| Your assignment |
Nothing should differ between your answer and the records.

Top of Source material

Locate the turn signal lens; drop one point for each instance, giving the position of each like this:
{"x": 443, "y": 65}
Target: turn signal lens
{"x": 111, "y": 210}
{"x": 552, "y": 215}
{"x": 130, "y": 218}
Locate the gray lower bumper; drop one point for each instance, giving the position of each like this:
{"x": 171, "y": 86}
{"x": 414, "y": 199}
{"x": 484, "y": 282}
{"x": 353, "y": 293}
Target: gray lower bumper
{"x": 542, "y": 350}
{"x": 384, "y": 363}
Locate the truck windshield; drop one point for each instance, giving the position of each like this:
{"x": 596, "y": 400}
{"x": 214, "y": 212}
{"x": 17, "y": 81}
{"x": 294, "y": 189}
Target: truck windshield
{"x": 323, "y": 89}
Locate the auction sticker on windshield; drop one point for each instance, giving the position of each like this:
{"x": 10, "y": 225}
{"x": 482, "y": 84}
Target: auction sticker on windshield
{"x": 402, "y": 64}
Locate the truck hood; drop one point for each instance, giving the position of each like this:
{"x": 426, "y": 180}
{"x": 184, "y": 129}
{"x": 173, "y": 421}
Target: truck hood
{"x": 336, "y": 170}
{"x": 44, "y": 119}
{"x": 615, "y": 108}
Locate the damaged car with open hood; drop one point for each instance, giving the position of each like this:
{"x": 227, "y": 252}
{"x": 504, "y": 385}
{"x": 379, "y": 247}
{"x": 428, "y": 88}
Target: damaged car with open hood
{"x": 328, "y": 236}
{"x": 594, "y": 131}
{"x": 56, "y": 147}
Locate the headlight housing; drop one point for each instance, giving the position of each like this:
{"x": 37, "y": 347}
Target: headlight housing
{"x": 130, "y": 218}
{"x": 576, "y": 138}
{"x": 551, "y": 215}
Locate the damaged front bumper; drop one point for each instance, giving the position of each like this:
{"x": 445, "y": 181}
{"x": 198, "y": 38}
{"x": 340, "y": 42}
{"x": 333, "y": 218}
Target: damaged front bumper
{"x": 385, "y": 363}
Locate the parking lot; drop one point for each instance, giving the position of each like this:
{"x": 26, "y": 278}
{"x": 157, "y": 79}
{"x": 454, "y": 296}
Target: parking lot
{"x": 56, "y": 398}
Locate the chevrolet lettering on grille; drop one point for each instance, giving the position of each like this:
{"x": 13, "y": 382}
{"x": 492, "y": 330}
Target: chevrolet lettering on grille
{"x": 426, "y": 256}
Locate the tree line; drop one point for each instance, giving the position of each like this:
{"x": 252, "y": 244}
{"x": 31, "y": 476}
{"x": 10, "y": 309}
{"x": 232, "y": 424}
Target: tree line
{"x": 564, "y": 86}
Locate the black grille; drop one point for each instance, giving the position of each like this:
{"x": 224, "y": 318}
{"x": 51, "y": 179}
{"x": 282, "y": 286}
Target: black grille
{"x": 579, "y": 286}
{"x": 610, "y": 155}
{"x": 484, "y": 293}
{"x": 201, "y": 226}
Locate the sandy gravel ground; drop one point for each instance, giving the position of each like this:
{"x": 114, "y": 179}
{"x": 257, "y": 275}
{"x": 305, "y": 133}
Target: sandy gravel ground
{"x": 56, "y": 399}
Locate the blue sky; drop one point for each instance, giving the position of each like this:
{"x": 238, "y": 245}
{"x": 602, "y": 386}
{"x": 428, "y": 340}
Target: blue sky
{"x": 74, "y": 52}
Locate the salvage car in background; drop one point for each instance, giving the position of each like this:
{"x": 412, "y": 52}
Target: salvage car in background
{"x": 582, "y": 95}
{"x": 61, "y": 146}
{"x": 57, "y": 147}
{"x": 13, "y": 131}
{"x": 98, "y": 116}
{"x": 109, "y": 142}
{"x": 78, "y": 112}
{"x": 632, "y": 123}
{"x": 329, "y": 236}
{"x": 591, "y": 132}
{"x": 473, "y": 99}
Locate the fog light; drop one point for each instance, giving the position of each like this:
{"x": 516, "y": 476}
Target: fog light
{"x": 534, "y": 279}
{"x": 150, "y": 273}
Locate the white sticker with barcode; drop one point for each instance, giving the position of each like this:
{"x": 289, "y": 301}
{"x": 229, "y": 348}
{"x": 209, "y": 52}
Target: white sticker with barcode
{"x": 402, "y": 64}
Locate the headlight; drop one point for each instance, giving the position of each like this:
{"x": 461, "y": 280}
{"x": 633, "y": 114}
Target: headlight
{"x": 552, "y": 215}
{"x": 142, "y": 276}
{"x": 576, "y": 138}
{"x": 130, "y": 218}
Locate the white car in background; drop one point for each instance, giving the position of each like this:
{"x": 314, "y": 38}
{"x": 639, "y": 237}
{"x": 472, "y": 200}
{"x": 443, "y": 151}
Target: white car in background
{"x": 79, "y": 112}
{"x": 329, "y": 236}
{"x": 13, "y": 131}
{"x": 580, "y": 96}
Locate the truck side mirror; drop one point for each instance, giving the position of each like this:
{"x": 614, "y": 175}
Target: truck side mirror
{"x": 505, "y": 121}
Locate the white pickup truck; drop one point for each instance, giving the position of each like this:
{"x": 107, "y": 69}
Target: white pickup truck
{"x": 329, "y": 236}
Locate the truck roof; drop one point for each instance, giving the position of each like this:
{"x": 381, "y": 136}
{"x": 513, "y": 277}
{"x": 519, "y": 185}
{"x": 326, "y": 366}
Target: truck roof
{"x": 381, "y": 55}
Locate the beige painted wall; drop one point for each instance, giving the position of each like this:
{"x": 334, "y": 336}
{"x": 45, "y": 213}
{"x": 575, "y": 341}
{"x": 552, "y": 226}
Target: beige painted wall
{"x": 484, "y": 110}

Bottom of Source material

| Reply |
Locate the turn signal lens; drop one point for each instance, giving the position of each like this:
{"x": 443, "y": 65}
Target: turn signal lens
{"x": 111, "y": 210}
{"x": 552, "y": 215}
{"x": 130, "y": 218}
Locate the gray lower bumper; drop one point for each instance, giving the position of each like this:
{"x": 171, "y": 86}
{"x": 414, "y": 199}
{"x": 484, "y": 282}
{"x": 353, "y": 293}
Target: gray lower bumper
{"x": 542, "y": 350}
{"x": 384, "y": 363}
Locate the truck windshield; drop one point for each instance, giving the position of each like this:
{"x": 596, "y": 400}
{"x": 214, "y": 212}
{"x": 17, "y": 81}
{"x": 294, "y": 189}
Target: truck windshield
{"x": 323, "y": 89}
Locate the auction sticker on windshield; drop one point for each instance, giving the position of each like this:
{"x": 10, "y": 225}
{"x": 482, "y": 84}
Target: auction sticker on windshield
{"x": 402, "y": 64}
Locate the truck hood; drop one point for each instance, giving the position of each like this:
{"x": 426, "y": 180}
{"x": 184, "y": 129}
{"x": 173, "y": 421}
Target: truck hood
{"x": 336, "y": 170}
{"x": 44, "y": 119}
{"x": 615, "y": 108}
Locate the damaged car with open hood; drop one point for each instance, giving the position of each like this:
{"x": 227, "y": 252}
{"x": 504, "y": 385}
{"x": 379, "y": 247}
{"x": 428, "y": 88}
Target: damaged car with open hood
{"x": 328, "y": 236}
{"x": 594, "y": 131}
{"x": 56, "y": 147}
Locate the headlight housing; drop one point for each instance, giving the position of each like this:
{"x": 37, "y": 347}
Target: headlight housing
{"x": 130, "y": 218}
{"x": 576, "y": 138}
{"x": 551, "y": 215}
Locate the damaged front bumper; drop one point for each instance, giving the position of each like this:
{"x": 445, "y": 181}
{"x": 198, "y": 38}
{"x": 340, "y": 42}
{"x": 333, "y": 218}
Target: damaged front bumper
{"x": 385, "y": 363}
Locate the parking lot; drop one point for each instance, giving the position of each like this:
{"x": 26, "y": 278}
{"x": 157, "y": 79}
{"x": 454, "y": 296}
Target: parking lot
{"x": 56, "y": 398}
Locate the chevrolet lettering on grille; drop one point for each instance, giving the position of each like this:
{"x": 13, "y": 382}
{"x": 492, "y": 330}
Target: chevrolet lettering on grille
{"x": 426, "y": 256}
Locate the tree line; drop one point for each instance, giving the position of each like this:
{"x": 252, "y": 244}
{"x": 31, "y": 476}
{"x": 10, "y": 309}
{"x": 232, "y": 424}
Target: tree line
{"x": 564, "y": 86}
Locate the black grille; drop one point for each instance, giving the position of each like this:
{"x": 224, "y": 318}
{"x": 51, "y": 179}
{"x": 282, "y": 286}
Target: black grille
{"x": 579, "y": 286}
{"x": 610, "y": 155}
{"x": 484, "y": 293}
{"x": 201, "y": 226}
Locate the sandy gravel ground; drop one point for each instance, giving the position of each like this:
{"x": 114, "y": 179}
{"x": 257, "y": 275}
{"x": 305, "y": 133}
Target: sandy gravel ground
{"x": 56, "y": 399}
Locate the blue sky; drop one point for each instance, giving the position of each like this:
{"x": 238, "y": 245}
{"x": 602, "y": 386}
{"x": 428, "y": 340}
Target: blue sky
{"x": 74, "y": 52}
Locate the salvage car in background; drop one point for each instance, giving the position of each like this:
{"x": 412, "y": 52}
Target: salvage car in background
{"x": 582, "y": 95}
{"x": 61, "y": 146}
{"x": 57, "y": 147}
{"x": 13, "y": 131}
{"x": 98, "y": 116}
{"x": 109, "y": 142}
{"x": 78, "y": 112}
{"x": 632, "y": 123}
{"x": 329, "y": 236}
{"x": 591, "y": 132}
{"x": 473, "y": 99}
Locate the fog light; drop one point for each instance, giving the position of each like this:
{"x": 516, "y": 476}
Target: fog light
{"x": 534, "y": 279}
{"x": 150, "y": 273}
Locate the white sticker with barcode; drop one point for each instance, giving the position of each like this:
{"x": 289, "y": 301}
{"x": 229, "y": 348}
{"x": 209, "y": 52}
Target: white sticker with barcode
{"x": 402, "y": 64}
Locate the headlight; drop one point for each instance, giving the position of each like this:
{"x": 461, "y": 280}
{"x": 633, "y": 114}
Target: headlight
{"x": 552, "y": 215}
{"x": 142, "y": 276}
{"x": 576, "y": 138}
{"x": 130, "y": 218}
Locate the white car in background; drop one point for each instance, giving the position of each like this:
{"x": 314, "y": 38}
{"x": 639, "y": 237}
{"x": 472, "y": 200}
{"x": 443, "y": 151}
Target: white car in background
{"x": 79, "y": 112}
{"x": 329, "y": 236}
{"x": 13, "y": 131}
{"x": 580, "y": 96}
Locate the truck side mirror; drop one point for each instance, giving the position of each like this:
{"x": 614, "y": 175}
Target: truck side mirror
{"x": 505, "y": 121}
Locate the white pickup truck; drop one point for each instance, giving the position of each like this:
{"x": 107, "y": 69}
Target: white pickup truck
{"x": 329, "y": 236}
Locate the truck roof; drop one point for each instance, giving the position of each like this:
{"x": 381, "y": 136}
{"x": 513, "y": 277}
{"x": 519, "y": 185}
{"x": 326, "y": 366}
Target: truck roof
{"x": 381, "y": 55}
Locate the beige painted wall; drop one point for each instance, giving the position of each like this:
{"x": 334, "y": 336}
{"x": 45, "y": 213}
{"x": 575, "y": 341}
{"x": 552, "y": 226}
Target: beige painted wall
{"x": 484, "y": 110}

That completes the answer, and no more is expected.